Activity: Find the string "wheel" in the data, then copy every line where it is found.

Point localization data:
+++++

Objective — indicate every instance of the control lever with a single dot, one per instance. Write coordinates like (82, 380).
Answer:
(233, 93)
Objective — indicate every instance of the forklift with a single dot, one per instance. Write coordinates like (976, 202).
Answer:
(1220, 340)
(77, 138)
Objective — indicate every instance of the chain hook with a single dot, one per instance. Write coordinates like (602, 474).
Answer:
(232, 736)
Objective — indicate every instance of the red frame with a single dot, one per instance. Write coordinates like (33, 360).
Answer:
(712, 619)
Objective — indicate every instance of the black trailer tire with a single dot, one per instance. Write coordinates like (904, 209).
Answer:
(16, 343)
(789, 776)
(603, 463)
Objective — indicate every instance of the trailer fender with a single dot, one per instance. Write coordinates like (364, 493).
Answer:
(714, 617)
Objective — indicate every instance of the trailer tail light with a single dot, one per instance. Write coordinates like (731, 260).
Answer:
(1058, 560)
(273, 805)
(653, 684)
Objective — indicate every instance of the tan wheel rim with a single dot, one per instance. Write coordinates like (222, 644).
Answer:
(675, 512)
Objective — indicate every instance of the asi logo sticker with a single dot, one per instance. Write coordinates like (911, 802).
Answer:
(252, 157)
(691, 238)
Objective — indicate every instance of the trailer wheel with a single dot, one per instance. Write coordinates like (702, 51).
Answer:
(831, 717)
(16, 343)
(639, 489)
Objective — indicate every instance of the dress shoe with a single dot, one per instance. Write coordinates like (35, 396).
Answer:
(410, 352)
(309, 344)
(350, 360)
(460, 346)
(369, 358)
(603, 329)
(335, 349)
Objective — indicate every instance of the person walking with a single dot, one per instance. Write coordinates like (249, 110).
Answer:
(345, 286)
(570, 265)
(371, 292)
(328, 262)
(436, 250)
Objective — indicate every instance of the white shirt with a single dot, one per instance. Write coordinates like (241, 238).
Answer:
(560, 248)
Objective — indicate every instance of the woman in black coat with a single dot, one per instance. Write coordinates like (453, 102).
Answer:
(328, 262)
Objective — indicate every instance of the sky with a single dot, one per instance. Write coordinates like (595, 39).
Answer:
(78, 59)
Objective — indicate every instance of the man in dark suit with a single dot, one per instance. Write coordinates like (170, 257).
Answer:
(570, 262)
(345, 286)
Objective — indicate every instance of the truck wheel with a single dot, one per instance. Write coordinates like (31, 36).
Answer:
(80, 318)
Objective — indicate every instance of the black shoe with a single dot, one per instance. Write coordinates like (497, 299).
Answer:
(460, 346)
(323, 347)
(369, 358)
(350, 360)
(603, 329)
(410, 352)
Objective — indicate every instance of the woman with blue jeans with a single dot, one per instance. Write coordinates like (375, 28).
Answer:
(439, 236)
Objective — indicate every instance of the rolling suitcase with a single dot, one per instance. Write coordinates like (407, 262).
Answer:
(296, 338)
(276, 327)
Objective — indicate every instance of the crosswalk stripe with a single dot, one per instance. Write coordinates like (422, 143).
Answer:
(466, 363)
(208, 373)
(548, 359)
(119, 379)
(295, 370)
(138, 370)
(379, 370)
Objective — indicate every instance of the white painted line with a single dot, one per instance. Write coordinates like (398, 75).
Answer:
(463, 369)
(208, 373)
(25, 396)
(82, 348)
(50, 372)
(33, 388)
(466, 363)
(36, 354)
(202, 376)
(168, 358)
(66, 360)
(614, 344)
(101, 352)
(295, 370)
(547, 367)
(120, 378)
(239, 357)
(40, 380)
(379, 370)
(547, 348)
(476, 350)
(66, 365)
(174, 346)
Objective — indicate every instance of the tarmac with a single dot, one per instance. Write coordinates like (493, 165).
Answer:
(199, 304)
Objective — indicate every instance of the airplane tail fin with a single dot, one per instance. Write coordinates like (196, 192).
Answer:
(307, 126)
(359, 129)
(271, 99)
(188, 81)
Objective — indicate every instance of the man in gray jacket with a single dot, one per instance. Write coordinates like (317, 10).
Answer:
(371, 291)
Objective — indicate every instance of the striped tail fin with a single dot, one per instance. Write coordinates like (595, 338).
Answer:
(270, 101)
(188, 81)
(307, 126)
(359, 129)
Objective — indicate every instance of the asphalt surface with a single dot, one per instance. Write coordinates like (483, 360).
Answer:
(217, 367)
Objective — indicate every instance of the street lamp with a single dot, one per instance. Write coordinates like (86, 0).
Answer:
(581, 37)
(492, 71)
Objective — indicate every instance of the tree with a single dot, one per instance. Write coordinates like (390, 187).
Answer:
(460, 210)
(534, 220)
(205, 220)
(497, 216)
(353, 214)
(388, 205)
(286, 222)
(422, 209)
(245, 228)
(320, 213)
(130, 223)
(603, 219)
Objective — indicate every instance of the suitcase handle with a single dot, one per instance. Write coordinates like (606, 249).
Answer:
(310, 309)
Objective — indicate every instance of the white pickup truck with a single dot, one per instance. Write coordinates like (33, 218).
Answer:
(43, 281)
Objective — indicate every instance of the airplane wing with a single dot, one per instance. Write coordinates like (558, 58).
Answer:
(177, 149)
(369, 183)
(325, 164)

+++++

Response for this exercise:
Objective — indicate every instance of the tan wheel rim with a single dot, one per instance. Write coordinates like (222, 644).
Objective — indicate every instance of the trailer wheel with a single dot, one per instance. Write coordinates like (702, 51).
Objective — indicate every instance of the truck wheel with a single dot, one per instance. Write coordinates like (31, 36).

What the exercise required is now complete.